Cavies come in two varieties - "Magic Cavy" and "Golden Magic Cavy". The latter is very rare but tends to give you higher grade pet eggs.

Once you have the pet egg in your inventory simply right click it and the pet menu will come up. Drag the egg into a free vacant breeding slot at the top left of the window. You will now see the pet and its attributes in the menu.

You should have three of those vacant slots – two at start of the game, one more from a breeding ticket you get when you complete your initial training at Miller’s ranch. Additional breeding tickets are sold in item shop to allow you to have up to 6 breeding slots and therefore, 5 active pets. The last breeding slot would need to remain free to allow you to merge pets.

Note that once pet is hatched, you cannot convert it back into an egg. If you want to make a breeding slot available again you have to set your pet free (4th button below your pet picture), which will basically dump it for good, or merge it with your main pet.

Topic I.2 - Egg quality

Before you settle on your main pet, you need to figure out which egg to use. There are several elements to the egg that you can see before you hatch your pet. Here is what you should be looking for.

Egg Rarity

Eggs come in 5 different rarities. The higher the rarity, the better the egg is in long run (and of course, more expensive, if you buy it)

1) Wild Pet Egg - Rarity White - Growth 2, 1, 1
2) Natural Pet Egg - Rarity Green - Growth 3, 2, 1
3) Amazing Pet Egg - Rarity Blue - Growth 4, 3, 2
4) Magical Pet Egg - Rarity Purple - Growth 5, 4, 3
5) Holy Pet Egg - Rarity Brown - Growth 6, 5, 4

What these numbers mean is the bonus that they give to pet attributes. A pet hatched from holy pet egg, for example, will give 6 points per level to its best attribute, 5 to second best and 4 to third best.

Egg Element

Each egg comes in a particular element. Element determines what pet specializes in. You want a pet that has specialization that matches yours, so that his help adds to attributes which you need. The elements are:

Earth) Str, Sta, Dex
Water) Wis, Int, Sta
Fire) Int, Wis, Sta
Wind) Dex, Sta, Wis
Light) Sta, Str, Wis
Dark) Dex, Str, Sta
None) No specializations

This is the order in which pet elements boost attributes. So, a Wind (Dex, Sta, Wis) Amazing egg (4,3,2) will grow 4 Dex per level, 3 Sta and 2 Wis.

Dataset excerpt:
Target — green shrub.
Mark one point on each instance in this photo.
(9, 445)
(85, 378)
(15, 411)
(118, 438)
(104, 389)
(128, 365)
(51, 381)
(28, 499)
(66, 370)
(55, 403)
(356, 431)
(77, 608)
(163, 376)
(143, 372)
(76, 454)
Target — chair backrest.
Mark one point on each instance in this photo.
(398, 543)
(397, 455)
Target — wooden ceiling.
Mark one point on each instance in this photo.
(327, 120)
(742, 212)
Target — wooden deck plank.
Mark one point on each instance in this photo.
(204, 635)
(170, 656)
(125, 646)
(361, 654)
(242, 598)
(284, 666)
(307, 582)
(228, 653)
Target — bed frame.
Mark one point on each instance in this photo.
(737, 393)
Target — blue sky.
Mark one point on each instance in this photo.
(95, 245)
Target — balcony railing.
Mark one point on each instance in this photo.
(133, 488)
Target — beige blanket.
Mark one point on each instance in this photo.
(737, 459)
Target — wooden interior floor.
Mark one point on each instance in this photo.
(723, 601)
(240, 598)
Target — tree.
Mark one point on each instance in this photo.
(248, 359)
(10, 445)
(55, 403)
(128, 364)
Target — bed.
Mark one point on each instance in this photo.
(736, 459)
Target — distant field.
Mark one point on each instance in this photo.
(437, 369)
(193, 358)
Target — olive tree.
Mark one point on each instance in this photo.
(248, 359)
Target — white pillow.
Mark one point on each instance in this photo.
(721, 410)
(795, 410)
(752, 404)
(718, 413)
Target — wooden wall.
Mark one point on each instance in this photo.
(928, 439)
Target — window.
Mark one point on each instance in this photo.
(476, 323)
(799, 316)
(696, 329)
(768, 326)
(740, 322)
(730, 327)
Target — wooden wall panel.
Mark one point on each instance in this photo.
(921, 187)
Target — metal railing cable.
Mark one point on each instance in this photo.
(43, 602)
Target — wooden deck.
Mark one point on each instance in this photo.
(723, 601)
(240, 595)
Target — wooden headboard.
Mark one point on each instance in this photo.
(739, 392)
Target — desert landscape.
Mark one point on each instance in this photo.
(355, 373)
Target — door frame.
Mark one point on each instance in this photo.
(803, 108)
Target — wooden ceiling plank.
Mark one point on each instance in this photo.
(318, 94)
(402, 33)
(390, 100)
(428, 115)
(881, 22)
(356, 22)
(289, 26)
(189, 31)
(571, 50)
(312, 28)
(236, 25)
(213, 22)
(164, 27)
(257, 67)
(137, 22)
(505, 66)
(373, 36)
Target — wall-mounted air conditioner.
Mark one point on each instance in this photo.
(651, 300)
==
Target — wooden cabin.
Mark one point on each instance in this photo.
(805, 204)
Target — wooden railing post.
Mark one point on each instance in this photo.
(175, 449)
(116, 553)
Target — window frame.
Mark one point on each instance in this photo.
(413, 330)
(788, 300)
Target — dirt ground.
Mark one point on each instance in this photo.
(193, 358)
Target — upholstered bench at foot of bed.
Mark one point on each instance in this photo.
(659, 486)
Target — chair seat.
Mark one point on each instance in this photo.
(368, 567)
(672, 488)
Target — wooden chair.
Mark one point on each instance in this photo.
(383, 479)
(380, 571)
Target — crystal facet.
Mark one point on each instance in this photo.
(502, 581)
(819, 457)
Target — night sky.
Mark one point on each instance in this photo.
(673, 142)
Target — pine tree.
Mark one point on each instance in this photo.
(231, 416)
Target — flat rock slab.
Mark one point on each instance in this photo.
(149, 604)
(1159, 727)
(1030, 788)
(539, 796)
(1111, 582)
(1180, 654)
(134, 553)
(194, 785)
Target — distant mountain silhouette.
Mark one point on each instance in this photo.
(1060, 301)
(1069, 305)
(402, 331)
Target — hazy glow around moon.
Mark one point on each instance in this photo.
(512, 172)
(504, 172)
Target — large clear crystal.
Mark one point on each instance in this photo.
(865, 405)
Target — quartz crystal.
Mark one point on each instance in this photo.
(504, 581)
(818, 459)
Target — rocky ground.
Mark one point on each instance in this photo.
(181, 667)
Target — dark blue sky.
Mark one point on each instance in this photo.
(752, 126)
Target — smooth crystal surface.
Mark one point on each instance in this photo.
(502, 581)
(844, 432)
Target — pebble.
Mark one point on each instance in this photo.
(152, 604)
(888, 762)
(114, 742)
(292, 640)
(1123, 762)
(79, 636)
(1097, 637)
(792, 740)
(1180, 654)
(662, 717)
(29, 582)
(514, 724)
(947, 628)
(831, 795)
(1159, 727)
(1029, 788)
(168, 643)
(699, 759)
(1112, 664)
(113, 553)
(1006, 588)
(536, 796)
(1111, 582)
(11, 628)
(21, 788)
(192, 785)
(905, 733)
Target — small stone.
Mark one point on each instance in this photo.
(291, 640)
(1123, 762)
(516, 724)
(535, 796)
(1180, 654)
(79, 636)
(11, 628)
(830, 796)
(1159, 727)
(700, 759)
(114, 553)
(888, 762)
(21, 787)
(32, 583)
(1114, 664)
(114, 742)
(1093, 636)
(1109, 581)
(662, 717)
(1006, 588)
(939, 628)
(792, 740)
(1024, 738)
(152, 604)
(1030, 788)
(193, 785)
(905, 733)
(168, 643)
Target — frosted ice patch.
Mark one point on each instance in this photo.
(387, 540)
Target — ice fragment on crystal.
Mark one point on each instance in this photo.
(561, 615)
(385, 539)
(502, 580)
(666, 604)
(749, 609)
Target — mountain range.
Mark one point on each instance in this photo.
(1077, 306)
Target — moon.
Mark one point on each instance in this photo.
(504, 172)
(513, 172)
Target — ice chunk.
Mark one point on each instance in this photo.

Task requirements:
• a. Count the lines of the records that contain the word "moon", and reply with only that number.
• b. Please extend the pet egg guide, picking up right after its final sentence.
The text and the records were taken from separate sources.

Task-by-task outputs:
• a. 2

• b.
As a general rule, Earth pets are good for Warriors, Water is best for Priests, Fire for Mages. Knights tend to pick Light pets and Rogue and Scouts go for Dark (although Wind is not bad either).

Egg Aptitude

This will be covered in detail later, in topic III.7, but you want it to be as high as you can get. Aptitude in 60s is low, in 70s is OK, in 80s is high.

Egg Species

Species is only important if you want to use active skills on a pet. Those are double edge sword, so don't focus on this too much. Check topic II.3 for more details on that.

Egg Level

There are plusses and minuses to high level. This will be covered in more details in topic III.1, but the summary is that low level eggs are more work and money, but end up better pets. High level eggs are less work, but end up being not as good as their custom-raised counterparts.

Here is how rarity and element work together:

Let's say we have Magical Fire egg. Fire picks Int first, and the best growth in Magical is 5. So, Int growth = 5. Next fire picks Wis, and next higher growth is 4. So Wis Growth = 4. Finally, Fire picks Sta and next highest growth is 3. Sta Growth = 3. This egg will have growth values of:

Str = 0
Dex = 0
Sta = 3
Wis = 4
Int = 5.

Who is this good for? Mages. Reason is that mages need Int the most. Wisdom helps them too, just less. Stamina is good for everyone. Strength and Dexterity are just about useless to a mage. Thus this egg is best for a mage.

Topic I.3 - Choosing right egg for the job.

Here are the factors you need to decide when choosing your main pet (meaning the one you will grow to high level and one that will assist your attributes, not just gather mats).

1) Rarity. Very important since it controls growth rates. If you can afford it, get Holy.
2) Element. Depending on your class, different elements will be right for you.
3) Level. High or low, depending on what you can afford. Low level pets will require more money to raise, but make better pets.
4) Aptitude. High aptitude (high 70s to low 80s) would be better, but those eggs command a large premium on AH

Here are the factors when choosing a merge egg. Obviously, this means Auction House, since you don't choose those things from pets you get from cavies.

1) Element. You can't merge your pets with any element other than their own or "none".
2) Level. Pick same level if you want to grow your pet, or pick Level 1 or 2 if you want him to remain low level.
3) Rarity. Very rarely important. Chances are that your pet is better than the pet you are using for merge in every single respect. After all, your pet came from a good egg and the merge pet came from a cheap one. In those cases, your pet will gain nothing from merge except XP and training points. If so, cheapest wild egg would give you same gain as an amazing egg of the same level, but it would likely cost quite a bit less.

You will learn more about merging in Chapter IV.

Chapter II - What do pets do?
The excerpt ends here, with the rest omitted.